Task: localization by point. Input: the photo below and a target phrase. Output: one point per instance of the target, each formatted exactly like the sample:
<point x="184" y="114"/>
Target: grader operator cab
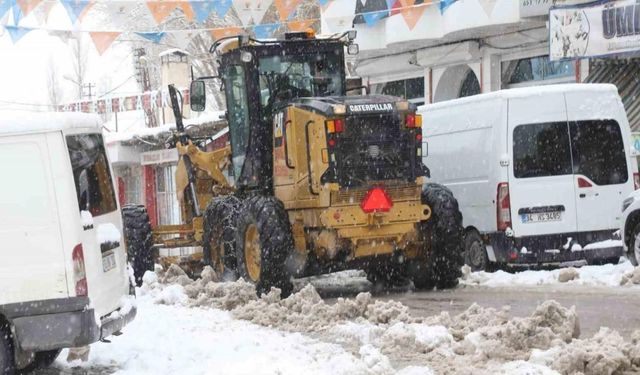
<point x="322" y="181"/>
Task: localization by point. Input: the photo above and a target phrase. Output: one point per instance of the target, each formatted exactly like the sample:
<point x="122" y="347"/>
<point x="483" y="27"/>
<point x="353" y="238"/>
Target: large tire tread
<point x="137" y="232"/>
<point x="276" y="241"/>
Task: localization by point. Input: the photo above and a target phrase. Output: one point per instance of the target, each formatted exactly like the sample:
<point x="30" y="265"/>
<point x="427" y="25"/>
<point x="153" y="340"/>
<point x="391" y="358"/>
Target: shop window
<point x="168" y="207"/>
<point x="411" y="89"/>
<point x="537" y="69"/>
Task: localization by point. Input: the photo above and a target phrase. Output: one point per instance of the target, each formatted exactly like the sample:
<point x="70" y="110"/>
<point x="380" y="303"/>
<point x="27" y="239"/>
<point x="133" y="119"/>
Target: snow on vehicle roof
<point x="525" y="92"/>
<point x="16" y="122"/>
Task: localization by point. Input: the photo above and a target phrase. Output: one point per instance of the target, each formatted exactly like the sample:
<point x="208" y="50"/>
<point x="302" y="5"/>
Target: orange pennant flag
<point x="103" y="40"/>
<point x="28" y="5"/>
<point x="227" y="31"/>
<point x="412" y="13"/>
<point x="302" y="25"/>
<point x="161" y="9"/>
<point x="285" y="7"/>
<point x="187" y="10"/>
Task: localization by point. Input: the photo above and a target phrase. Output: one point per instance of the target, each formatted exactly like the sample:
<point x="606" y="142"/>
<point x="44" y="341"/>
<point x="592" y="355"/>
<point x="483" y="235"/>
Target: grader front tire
<point x="264" y="241"/>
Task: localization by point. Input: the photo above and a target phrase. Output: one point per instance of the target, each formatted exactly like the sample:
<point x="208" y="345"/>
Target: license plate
<point x="540" y="217"/>
<point x="108" y="261"/>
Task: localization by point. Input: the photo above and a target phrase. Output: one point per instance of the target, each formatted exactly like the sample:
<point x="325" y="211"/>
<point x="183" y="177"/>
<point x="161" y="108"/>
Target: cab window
<point x="94" y="187"/>
<point x="237" y="105"/>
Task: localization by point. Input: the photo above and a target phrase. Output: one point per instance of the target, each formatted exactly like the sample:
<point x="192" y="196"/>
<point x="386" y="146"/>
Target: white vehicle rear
<point x="63" y="268"/>
<point x="540" y="173"/>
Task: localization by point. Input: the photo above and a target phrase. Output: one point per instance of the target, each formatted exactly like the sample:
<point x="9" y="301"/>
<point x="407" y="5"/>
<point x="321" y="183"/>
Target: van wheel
<point x="137" y="234"/>
<point x="475" y="252"/>
<point x="218" y="239"/>
<point x="264" y="241"/>
<point x="633" y="250"/>
<point x="442" y="234"/>
<point x="7" y="364"/>
<point x="42" y="360"/>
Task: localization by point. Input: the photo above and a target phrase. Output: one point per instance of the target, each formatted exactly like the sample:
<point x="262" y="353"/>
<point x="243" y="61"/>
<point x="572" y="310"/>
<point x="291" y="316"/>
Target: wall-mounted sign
<point x="159" y="156"/>
<point x="603" y="28"/>
<point x="534" y="8"/>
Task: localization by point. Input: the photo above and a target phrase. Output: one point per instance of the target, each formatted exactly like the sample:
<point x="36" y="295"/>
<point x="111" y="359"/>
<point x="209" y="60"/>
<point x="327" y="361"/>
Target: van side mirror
<point x="198" y="95"/>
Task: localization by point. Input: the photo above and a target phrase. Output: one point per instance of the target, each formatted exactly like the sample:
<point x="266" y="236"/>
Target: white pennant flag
<point x="251" y="11"/>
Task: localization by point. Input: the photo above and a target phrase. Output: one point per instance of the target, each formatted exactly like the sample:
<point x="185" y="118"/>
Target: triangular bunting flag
<point x="5" y="5"/>
<point x="103" y="40"/>
<point x="74" y="8"/>
<point x="222" y="7"/>
<point x="251" y="10"/>
<point x="488" y="6"/>
<point x="265" y="31"/>
<point x="187" y="10"/>
<point x="370" y="12"/>
<point x="411" y="12"/>
<point x="28" y="5"/>
<point x="444" y="4"/>
<point x="227" y="31"/>
<point x="285" y="7"/>
<point x="154" y="37"/>
<point x="16" y="32"/>
<point x="302" y="25"/>
<point x="160" y="10"/>
<point x="182" y="39"/>
<point x="202" y="9"/>
<point x="17" y="14"/>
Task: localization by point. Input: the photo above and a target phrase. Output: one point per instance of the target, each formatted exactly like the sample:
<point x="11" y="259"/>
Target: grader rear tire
<point x="218" y="238"/>
<point x="443" y="234"/>
<point x="137" y="234"/>
<point x="264" y="241"/>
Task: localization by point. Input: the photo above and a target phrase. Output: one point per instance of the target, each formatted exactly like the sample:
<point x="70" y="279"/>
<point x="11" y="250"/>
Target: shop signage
<point x="159" y="157"/>
<point x="535" y="8"/>
<point x="599" y="29"/>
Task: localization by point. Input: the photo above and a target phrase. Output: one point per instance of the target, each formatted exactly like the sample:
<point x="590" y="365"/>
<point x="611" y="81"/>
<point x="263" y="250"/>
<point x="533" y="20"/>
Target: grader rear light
<point x="335" y="126"/>
<point x="376" y="200"/>
<point x="413" y="120"/>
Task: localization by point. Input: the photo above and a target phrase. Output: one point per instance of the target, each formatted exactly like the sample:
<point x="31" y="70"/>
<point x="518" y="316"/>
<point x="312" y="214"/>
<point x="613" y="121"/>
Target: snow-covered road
<point x="205" y="327"/>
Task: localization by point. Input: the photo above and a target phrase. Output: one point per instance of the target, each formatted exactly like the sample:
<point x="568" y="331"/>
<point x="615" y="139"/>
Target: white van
<point x="63" y="269"/>
<point x="540" y="173"/>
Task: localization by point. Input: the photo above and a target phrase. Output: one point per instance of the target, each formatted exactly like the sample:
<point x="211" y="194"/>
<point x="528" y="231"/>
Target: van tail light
<point x="503" y="206"/>
<point x="583" y="183"/>
<point x="79" y="271"/>
<point x="376" y="200"/>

• [WORK INSTRUCTIONS]:
Each record must be set down again without alteration, and no picture may be carried over.

• [SOLVED EXERCISE]:
Task: localization by point. Input: the photo below and a target phrase. Output: one point per instance of the target, each formatted exactly like the sample:
<point x="184" y="114"/>
Target: grader operator cab
<point x="322" y="181"/>
Task: localization by point. Input: the photo above and a target phrase. Output: one point per instance of the target, each formatted exactly like the sample:
<point x="122" y="347"/>
<point x="483" y="27"/>
<point x="353" y="238"/>
Target: large tire tread
<point x="137" y="232"/>
<point x="276" y="241"/>
Task: localization by point. Input: the photo above and a target phrase. Output: one point per instance of the target, each formatted exactly like the sample:
<point x="30" y="265"/>
<point x="427" y="25"/>
<point x="153" y="340"/>
<point x="391" y="358"/>
Target: shop window
<point x="168" y="207"/>
<point x="411" y="89"/>
<point x="537" y="69"/>
Task: localization by point. Input: the photo above and a target phrase. Output: one point per instance of the target, each formatted exactly like the sample:
<point x="70" y="110"/>
<point x="380" y="303"/>
<point x="27" y="239"/>
<point x="133" y="119"/>
Target: snow on vehicle roof
<point x="525" y="92"/>
<point x="16" y="122"/>
Task: localization by point. Input: the photo above and a target phrase. Output: one point per instance of the target, each formatted exactly like the sample:
<point x="208" y="50"/>
<point x="302" y="5"/>
Target: orange pennant flag
<point x="103" y="40"/>
<point x="28" y="5"/>
<point x="227" y="31"/>
<point x="412" y="13"/>
<point x="302" y="25"/>
<point x="161" y="9"/>
<point x="285" y="7"/>
<point x="187" y="10"/>
Task: localization by point. Input: the photo above and a target phrase. Output: one point per instance of the target, each formatted exactly like the sample:
<point x="606" y="142"/>
<point x="44" y="341"/>
<point x="592" y="355"/>
<point x="483" y="235"/>
Target: grader front tire
<point x="264" y="241"/>
Task: localization by point. Input: the photo above and a target phrase. Output: one point per instance of the target, each formatted exactly like the sample:
<point x="208" y="345"/>
Target: license plate
<point x="540" y="217"/>
<point x="108" y="261"/>
Task: localization by point. Input: the photo above and a target phrase. Output: one point per instance of the target, each formatted exactly like the sample:
<point x="325" y="211"/>
<point x="183" y="177"/>
<point x="161" y="108"/>
Target: cab window
<point x="94" y="187"/>
<point x="237" y="105"/>
Task: localization by point. Input: the photo above and a target phrase. Output: one point per instance of the target, each formatted exactly like the sample:
<point x="192" y="196"/>
<point x="386" y="146"/>
Target: white vehicle rear
<point x="63" y="268"/>
<point x="540" y="173"/>
Task: localization by point. Input: the photo above and a target phrase. Output: one point per instance of the target, each formatted exactly like the sample:
<point x="9" y="301"/>
<point x="407" y="5"/>
<point x="321" y="183"/>
Target: van wheel
<point x="137" y="234"/>
<point x="475" y="252"/>
<point x="218" y="239"/>
<point x="264" y="241"/>
<point x="633" y="250"/>
<point x="442" y="234"/>
<point x="7" y="364"/>
<point x="42" y="360"/>
Task: localization by point. Input: the photo above and a target phrase. Output: one point per instance of the target, each formatted exactly like the sample:
<point x="262" y="353"/>
<point x="243" y="61"/>
<point x="572" y="310"/>
<point x="291" y="316"/>
Target: wall-mounted sign
<point x="159" y="156"/>
<point x="603" y="28"/>
<point x="534" y="8"/>
Task: localization by point. Input: the photo above and a target phrase. Output: one point per instance of the target, each formatted exactly like the sample:
<point x="36" y="295"/>
<point x="111" y="359"/>
<point x="209" y="60"/>
<point x="327" y="361"/>
Target: van side mirror
<point x="198" y="95"/>
Task: localization by point. Input: the photo above and a target phrase. Output: one point per instance of the target, each formatted exactly like the sample:
<point x="266" y="236"/>
Target: white pennant flag
<point x="251" y="11"/>
Task: localization by point. Input: the photo above and a target phrase. Output: one point per instance of the target, each formatted exactly like the sample:
<point x="185" y="118"/>
Target: triangular bunting flag
<point x="5" y="5"/>
<point x="103" y="40"/>
<point x="74" y="8"/>
<point x="222" y="7"/>
<point x="251" y="10"/>
<point x="488" y="6"/>
<point x="265" y="31"/>
<point x="187" y="10"/>
<point x="370" y="12"/>
<point x="411" y="12"/>
<point x="28" y="5"/>
<point x="444" y="4"/>
<point x="227" y="31"/>
<point x="285" y="7"/>
<point x="154" y="37"/>
<point x="16" y="32"/>
<point x="302" y="25"/>
<point x="160" y="10"/>
<point x="182" y="39"/>
<point x="202" y="9"/>
<point x="17" y="14"/>
Task: localization by point. Input: the photo above and a target phrase. Output: one point per instance of the target, each formatted exactly like the sample:
<point x="11" y="259"/>
Target: grader rear tire
<point x="218" y="238"/>
<point x="443" y="234"/>
<point x="137" y="234"/>
<point x="264" y="241"/>
Task: localization by point. Input: the photo above and a target phrase. Output: one point per instance of the target, each formatted exactly like the sample:
<point x="70" y="279"/>
<point x="11" y="250"/>
Target: shop signage
<point x="159" y="157"/>
<point x="535" y="8"/>
<point x="599" y="29"/>
Task: localization by point. Input: the photo above and a target phrase. Output: one point per instance of the target, each formatted exactly like the sample:
<point x="590" y="365"/>
<point x="611" y="81"/>
<point x="263" y="250"/>
<point x="533" y="20"/>
Target: grader rear light
<point x="335" y="126"/>
<point x="376" y="200"/>
<point x="413" y="120"/>
Task: localization by point. Input: the photo above and a target phrase. Output: one point per instance of the target, each formatted exactly like the sample:
<point x="31" y="70"/>
<point x="518" y="316"/>
<point x="312" y="214"/>
<point x="613" y="121"/>
Target: snow-covered road
<point x="205" y="327"/>
Task: localization by point. Input: the photo above and a target phrase. Output: one point per instance of the target, each formatted exactly like the sample:
<point x="568" y="331"/>
<point x="615" y="139"/>
Target: white van
<point x="63" y="269"/>
<point x="540" y="173"/>
Task: localization by point. Input: the photo above and a target phrase. Output: one point per instance of the target, each formatted exactly like the sample:
<point x="211" y="194"/>
<point x="528" y="231"/>
Target: van tail light
<point x="503" y="206"/>
<point x="583" y="183"/>
<point x="79" y="271"/>
<point x="376" y="200"/>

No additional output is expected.